▶ _The data_:
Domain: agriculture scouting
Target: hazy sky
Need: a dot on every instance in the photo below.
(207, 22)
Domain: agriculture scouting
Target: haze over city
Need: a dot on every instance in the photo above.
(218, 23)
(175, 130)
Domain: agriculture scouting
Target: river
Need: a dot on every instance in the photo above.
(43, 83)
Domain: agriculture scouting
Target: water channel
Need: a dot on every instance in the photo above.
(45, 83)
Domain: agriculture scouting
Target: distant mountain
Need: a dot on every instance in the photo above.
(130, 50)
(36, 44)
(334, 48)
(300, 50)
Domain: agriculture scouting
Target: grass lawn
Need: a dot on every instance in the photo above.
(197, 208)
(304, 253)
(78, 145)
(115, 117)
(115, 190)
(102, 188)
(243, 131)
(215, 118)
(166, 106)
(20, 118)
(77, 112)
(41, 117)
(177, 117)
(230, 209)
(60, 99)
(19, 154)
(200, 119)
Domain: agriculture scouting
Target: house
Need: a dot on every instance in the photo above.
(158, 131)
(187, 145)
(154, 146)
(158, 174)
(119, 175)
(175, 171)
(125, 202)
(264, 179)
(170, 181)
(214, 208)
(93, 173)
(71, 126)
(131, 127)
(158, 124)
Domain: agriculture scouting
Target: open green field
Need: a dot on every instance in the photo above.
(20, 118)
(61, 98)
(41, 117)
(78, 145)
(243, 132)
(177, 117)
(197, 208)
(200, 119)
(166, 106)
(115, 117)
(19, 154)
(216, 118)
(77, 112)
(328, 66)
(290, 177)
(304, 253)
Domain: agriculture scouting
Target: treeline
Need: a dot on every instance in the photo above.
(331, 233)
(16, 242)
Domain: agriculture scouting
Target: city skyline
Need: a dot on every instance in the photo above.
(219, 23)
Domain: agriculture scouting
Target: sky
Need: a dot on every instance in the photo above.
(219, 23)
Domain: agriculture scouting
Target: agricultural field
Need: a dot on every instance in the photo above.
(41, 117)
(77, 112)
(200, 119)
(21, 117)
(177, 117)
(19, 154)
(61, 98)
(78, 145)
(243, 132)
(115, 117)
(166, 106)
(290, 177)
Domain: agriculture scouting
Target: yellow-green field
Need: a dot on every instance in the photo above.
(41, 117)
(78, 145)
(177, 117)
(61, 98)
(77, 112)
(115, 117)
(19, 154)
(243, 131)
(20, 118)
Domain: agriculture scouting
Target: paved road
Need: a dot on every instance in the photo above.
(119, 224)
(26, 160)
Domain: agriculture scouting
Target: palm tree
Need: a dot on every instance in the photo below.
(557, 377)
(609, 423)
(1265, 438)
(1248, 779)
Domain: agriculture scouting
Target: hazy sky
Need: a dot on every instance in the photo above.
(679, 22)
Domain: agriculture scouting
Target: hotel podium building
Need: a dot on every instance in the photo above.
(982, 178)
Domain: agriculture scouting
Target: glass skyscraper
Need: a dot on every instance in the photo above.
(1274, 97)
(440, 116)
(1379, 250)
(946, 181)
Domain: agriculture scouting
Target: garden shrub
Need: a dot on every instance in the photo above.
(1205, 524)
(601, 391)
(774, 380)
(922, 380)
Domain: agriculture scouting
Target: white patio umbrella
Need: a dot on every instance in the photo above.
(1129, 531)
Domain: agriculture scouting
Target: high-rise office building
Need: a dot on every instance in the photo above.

▶ _Brief_: Pull out each line of the listing above that contains the word "green", and copy every such line in full.

▶ _Answer to the problem_:
Target: open green field
Target: yellow-green field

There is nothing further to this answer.